Each of the entries below needs to be given again exactly.

Natural language region descriptions:
======
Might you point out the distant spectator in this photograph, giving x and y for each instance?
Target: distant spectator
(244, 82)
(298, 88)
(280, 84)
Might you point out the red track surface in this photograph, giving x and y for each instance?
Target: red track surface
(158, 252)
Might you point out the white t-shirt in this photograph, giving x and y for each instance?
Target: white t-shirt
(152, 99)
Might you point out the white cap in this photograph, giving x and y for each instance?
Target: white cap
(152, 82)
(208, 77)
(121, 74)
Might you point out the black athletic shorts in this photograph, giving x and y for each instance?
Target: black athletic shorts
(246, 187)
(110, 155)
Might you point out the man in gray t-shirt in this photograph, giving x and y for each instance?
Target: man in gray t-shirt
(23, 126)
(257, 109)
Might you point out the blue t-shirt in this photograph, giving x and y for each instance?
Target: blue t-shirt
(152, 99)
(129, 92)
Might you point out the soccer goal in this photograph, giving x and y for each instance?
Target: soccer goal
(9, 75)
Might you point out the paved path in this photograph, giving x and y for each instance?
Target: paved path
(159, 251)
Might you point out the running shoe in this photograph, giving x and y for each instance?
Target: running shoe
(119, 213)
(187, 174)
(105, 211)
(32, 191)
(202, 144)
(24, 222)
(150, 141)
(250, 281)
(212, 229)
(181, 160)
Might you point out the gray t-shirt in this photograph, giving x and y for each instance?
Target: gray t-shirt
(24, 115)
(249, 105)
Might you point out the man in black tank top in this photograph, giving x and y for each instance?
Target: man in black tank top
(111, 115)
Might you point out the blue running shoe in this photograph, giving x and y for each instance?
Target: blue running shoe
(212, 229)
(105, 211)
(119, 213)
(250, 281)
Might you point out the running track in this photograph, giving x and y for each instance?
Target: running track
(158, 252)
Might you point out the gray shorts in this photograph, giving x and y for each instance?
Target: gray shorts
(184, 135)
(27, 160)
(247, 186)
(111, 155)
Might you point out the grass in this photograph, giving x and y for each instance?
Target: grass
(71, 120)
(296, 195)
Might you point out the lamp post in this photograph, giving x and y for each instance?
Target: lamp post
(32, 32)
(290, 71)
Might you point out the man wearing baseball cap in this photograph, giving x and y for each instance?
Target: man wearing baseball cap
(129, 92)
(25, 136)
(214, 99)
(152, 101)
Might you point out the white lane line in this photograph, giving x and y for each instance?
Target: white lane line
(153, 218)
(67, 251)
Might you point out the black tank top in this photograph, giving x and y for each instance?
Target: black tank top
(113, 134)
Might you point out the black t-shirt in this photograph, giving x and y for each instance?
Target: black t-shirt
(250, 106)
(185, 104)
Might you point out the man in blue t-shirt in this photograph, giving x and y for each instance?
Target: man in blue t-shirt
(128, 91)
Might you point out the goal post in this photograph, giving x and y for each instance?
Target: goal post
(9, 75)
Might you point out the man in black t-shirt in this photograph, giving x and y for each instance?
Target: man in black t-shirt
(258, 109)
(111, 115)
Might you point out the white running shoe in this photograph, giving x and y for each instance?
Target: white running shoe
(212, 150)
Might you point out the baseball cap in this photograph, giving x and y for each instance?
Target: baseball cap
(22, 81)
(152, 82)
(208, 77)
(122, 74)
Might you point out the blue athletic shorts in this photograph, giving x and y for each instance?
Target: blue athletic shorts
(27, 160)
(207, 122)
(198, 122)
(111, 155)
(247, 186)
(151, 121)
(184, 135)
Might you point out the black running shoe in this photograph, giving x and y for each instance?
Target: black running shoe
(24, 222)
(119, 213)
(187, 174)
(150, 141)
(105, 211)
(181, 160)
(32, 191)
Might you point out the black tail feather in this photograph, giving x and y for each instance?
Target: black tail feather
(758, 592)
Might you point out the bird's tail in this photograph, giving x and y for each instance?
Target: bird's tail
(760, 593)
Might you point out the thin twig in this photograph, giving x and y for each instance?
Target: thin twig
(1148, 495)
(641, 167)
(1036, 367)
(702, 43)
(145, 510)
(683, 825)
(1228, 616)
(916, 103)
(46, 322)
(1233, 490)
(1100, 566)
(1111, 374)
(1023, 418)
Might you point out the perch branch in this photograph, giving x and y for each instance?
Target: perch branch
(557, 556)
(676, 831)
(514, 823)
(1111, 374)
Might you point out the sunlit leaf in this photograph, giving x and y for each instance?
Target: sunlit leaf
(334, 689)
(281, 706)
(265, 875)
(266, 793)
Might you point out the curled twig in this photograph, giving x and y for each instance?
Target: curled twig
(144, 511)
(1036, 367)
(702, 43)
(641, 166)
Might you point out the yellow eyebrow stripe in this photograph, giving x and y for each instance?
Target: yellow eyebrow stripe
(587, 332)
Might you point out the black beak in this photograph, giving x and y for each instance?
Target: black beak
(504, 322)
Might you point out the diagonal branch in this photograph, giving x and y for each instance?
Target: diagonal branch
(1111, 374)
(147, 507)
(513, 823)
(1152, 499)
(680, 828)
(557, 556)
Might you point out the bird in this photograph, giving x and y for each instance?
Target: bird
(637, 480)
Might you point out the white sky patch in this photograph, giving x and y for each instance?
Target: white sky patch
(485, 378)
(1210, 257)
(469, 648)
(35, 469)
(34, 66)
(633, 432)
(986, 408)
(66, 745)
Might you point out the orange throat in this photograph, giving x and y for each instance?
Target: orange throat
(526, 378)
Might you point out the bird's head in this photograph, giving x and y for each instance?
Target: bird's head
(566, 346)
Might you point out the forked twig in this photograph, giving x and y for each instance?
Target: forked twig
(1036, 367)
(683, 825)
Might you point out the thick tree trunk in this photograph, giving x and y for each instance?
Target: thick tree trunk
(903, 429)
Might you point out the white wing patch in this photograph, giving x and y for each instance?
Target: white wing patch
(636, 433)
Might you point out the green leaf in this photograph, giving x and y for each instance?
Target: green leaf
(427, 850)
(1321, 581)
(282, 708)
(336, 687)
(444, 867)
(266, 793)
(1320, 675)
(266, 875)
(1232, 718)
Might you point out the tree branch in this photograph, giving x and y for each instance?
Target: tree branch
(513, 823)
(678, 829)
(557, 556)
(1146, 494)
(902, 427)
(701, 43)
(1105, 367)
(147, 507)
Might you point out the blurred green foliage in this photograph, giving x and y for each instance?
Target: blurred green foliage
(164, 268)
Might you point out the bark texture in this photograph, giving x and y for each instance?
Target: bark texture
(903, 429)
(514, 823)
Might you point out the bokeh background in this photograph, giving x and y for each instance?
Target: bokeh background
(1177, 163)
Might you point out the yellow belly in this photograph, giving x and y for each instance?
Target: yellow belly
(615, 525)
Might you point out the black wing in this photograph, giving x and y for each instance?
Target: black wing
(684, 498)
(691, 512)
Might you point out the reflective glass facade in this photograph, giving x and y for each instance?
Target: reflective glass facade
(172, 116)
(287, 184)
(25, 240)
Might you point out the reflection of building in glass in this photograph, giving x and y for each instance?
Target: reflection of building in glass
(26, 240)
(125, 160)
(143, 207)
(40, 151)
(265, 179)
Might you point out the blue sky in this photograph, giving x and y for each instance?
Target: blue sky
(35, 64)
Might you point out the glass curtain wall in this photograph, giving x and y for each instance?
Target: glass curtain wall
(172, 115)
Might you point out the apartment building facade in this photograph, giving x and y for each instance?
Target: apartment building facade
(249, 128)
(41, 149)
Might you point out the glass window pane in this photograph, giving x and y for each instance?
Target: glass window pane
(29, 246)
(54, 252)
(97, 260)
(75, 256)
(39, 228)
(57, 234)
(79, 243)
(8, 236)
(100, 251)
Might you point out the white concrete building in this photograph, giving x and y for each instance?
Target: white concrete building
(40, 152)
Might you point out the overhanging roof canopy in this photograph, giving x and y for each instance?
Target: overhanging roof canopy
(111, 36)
======
**SOLUTION FOR THIS EXERCISE**
Might you point out the distant spectator in this photograph, giving x and y for each instance?
Target: distant spectator
(244, 82)
(298, 88)
(280, 84)
Might you point out the red track surface in this photograph, giving x and y for each instance?
Target: red track surface
(158, 252)
Might you point out the white t-shirt in this photograph, giving x and y for each instance?
Target: white t-shirt
(152, 99)
Might you point out the white cap in this photograph, giving x and y for each instance?
Target: white cap
(152, 82)
(208, 77)
(121, 74)
Might you point out the black athletic shorts in this photograph, giving x and y for each instance?
Target: black athletic shorts
(246, 187)
(110, 155)
Might you point out the man in gray t-shirt in this photograph, giving x and y for each instance?
Target: man in gray t-shirt
(23, 126)
(257, 109)
Might you point out the blue t-shirt in this photograph, giving x and y for each instance?
Target: blue t-shirt
(152, 99)
(129, 92)
Might you point out the soccer goal in this photograph, giving x and y for each instance?
Target: soccer goal
(9, 75)
Might you point out the paved path in this photograph, giving x and y for each instance?
Target: paved path
(159, 251)
Might you point out the running shoe in this photograph, giving x and y for each instance?
Target: running shoe
(119, 213)
(187, 174)
(105, 211)
(32, 191)
(202, 144)
(24, 222)
(150, 141)
(250, 281)
(212, 229)
(181, 160)
Might you point out the gray t-shirt in this photograph, giving x and y for each instance?
Target: gray t-shirt
(24, 115)
(249, 105)
Might you point out the man in black tank top in this photograph, giving x and y for each instance?
Target: man in black tank top
(111, 115)
Might you point out the blue running shoe in this photograph, giving x and y for each instance?
Target: blue running shoe
(212, 229)
(105, 211)
(119, 213)
(250, 281)
Might you point out the running track in this photograph, giving x and y for each instance?
Target: running track
(158, 252)
Might you point out the gray shorts in this photograph, giving x and y for each instance?
Target: gray shorts
(184, 135)
(27, 160)
(247, 186)
(111, 155)
Might you point out the grass in this photograph, giving x and y for each instance?
Target: grass
(71, 120)
(296, 195)
Might you point out the lamp post in this photograph, giving x and y for each instance?
Target: lamp post
(32, 32)
(290, 71)
Might you point out the man wearing baseball cap in this photograph, giving x and y for each instance?
Target: man wearing baseball cap
(129, 92)
(25, 136)
(214, 99)
(152, 101)
Might you point out the white lane line in this photograph, giving x and y for each instance?
Target: white lane line
(153, 218)
(67, 251)
Might you point out the black tank top in this photograph, giving x and y for each instance?
Target: black tank top
(113, 134)
Might you point out the black t-shirt in this photograph, giving x and y for each instance?
Target: black t-shirt
(250, 106)
(185, 104)
Might you point out the man in blue t-shirt in this photograph, giving x and y for each instance?
Target: man in blue t-shirt
(128, 91)
Might you point out the goal post in this photograph, giving x and y for each instance?
Target: goal post
(9, 75)
Might you point out the man in black t-shirt in this photograph, giving x and y for each instance?
Target: man in black t-shirt
(258, 109)
(111, 115)
Might you point out the white running shoe in this photograph, giving x and y for each instance?
Target: white running shoe
(212, 150)
Might you point out the baseball cap in this photograph, giving x and y for each instance?
Target: baseball cap
(22, 81)
(152, 82)
(208, 77)
(122, 74)
Might you point out the blue athletic shorts in this photograph, giving x and y for each instance?
Target: blue athletic shorts
(27, 160)
(207, 122)
(198, 122)
(111, 155)
(247, 186)
(151, 121)
(184, 135)
Might you point out the black running shoe in this photograph, giving x and y for each instance?
Target: black running shoe
(24, 222)
(119, 213)
(187, 174)
(150, 141)
(105, 211)
(181, 160)
(32, 191)
Might you point out the black tail feather in this photograph, giving x and y for each instance?
Target: black tail feather
(758, 592)
Might you point out the bird's tail in this photograph, giving x and y for each instance?
Target: bird's tail
(760, 593)
Might you point out the thin twig in this photograph, giving x and y for each instance?
Target: thin twig
(1148, 495)
(641, 167)
(1036, 367)
(702, 43)
(145, 510)
(683, 825)
(1228, 616)
(916, 103)
(46, 322)
(1233, 490)
(1100, 566)
(1111, 374)
(1023, 418)
Might you point out the perch branch in this photograph, giving x and y for each instance?
Target: perch branch
(557, 556)
(676, 831)
(514, 823)
(1111, 374)
Might you point out the sunlit leaf in this photograph, giving x and y for each instance?
Target: sunlit leaf
(334, 689)
(281, 706)
(265, 875)
(266, 793)
Might you point out the curled twig in this photograph, giving x and y for each instance?
Target: curled twig
(144, 511)
(1036, 367)
(702, 43)
(641, 166)
Might you point out the yellow eyebrow stripe in this photograph, giving x and y for each instance?
Target: yellow eyebrow stripe
(587, 332)
Might you point out the black beak in this photograph, giving x and y for each instance?
Target: black beak
(504, 322)
Might you point out the diagonal branch in this photograph, giving x and y for each instance?
Target: diagonal branch
(1111, 374)
(147, 507)
(513, 823)
(1152, 499)
(680, 828)
(557, 556)
Might you point out the bird in this photograph, giving x and y for each instance?
Target: bird
(637, 480)
Might you point out the white sky patch in this photograph, giving x and y for each instance?
Target: white sky patch
(485, 378)
(1210, 257)
(469, 648)
(35, 469)
(34, 66)
(633, 432)
(986, 408)
(66, 745)
Might you point out the orange throat in this photograph, giving x and y for each instance?
Target: orange throat
(526, 378)
Might you point out the bird's head in this photograph, giving x and y for each instance?
Target: bird's head
(566, 346)
Might you point out the forked twig in this photograph, giving x and y for each instance?
Target: forked twig
(1036, 367)
(683, 825)
Might you point out the thick tree trunk in this photograph, giving x and y for each instance?
Target: thick tree trunk
(903, 429)
Might you point out the white wing patch in this photograph, giving x and y for each instance?
Target: white wing patch
(636, 433)
Might you point out the green leaf in this photograph, giving x and y for each instance?
Target: green leaf
(427, 850)
(1321, 581)
(282, 708)
(336, 687)
(444, 867)
(266, 793)
(1320, 675)
(266, 875)
(1232, 718)
Might you point out the tree branch in this photograph, giving x and y for each instance?
Target: tree branch
(513, 823)
(678, 829)
(557, 556)
(1146, 494)
(902, 427)
(701, 43)
(1105, 367)
(147, 507)
Might you point out the blurred green foliage in this photograph, giving x and y for each instance?
Target: blurred green foliage
(164, 268)
Might you point out the bark texture in this photograph, giving x and y for each instance?
Target: bark texture
(903, 429)
(514, 823)
Might you point out the bokeh background in this photograph, giving x and y for each instance?
Target: bokeh background
(1177, 163)
Might you point out the yellow belly in this photograph, giving x and y for each instance?
Target: yellow belly
(615, 525)
Might you point out the black wing in this photograph, giving x and y for each instance?
Target: black wing
(684, 498)
(691, 512)
Might you point out the reflective glass facade in this photograph, giving x and y for each instance?
Target: reflective glass facade
(172, 116)
(287, 184)
(25, 240)
Might you point out the reflection of building in glass in this photograph, giving x and y for each instance?
Target: reflection of building in glass
(26, 240)
(125, 160)
(143, 207)
(40, 151)
(265, 179)
Might you point out the blue sky in this photograph, giving x and y for each instance?
Target: blue sky
(35, 64)
Might you point out the glass curtain wall in this photograph, giving x and y for each instance?
Target: glass curtain wall
(172, 115)
Might you point out the apartment building facade in this photograph, giving x and y for each instance?
Target: apartment building facade
(249, 128)
(41, 149)
Might you point out the glass window pane in this photograph, giving x and y for each instance?
Target: glass window pane
(29, 246)
(54, 252)
(97, 260)
(75, 256)
(39, 228)
(57, 234)
(79, 243)
(8, 236)
(100, 251)
Might you point out the white concrete building in this photograph, giving x and y for each instance?
Target: white concrete building
(40, 152)
Might you point out the overhanging roof canopy in this photograph, giving x and y for each instance?
Target: overhanging roof canopy
(111, 36)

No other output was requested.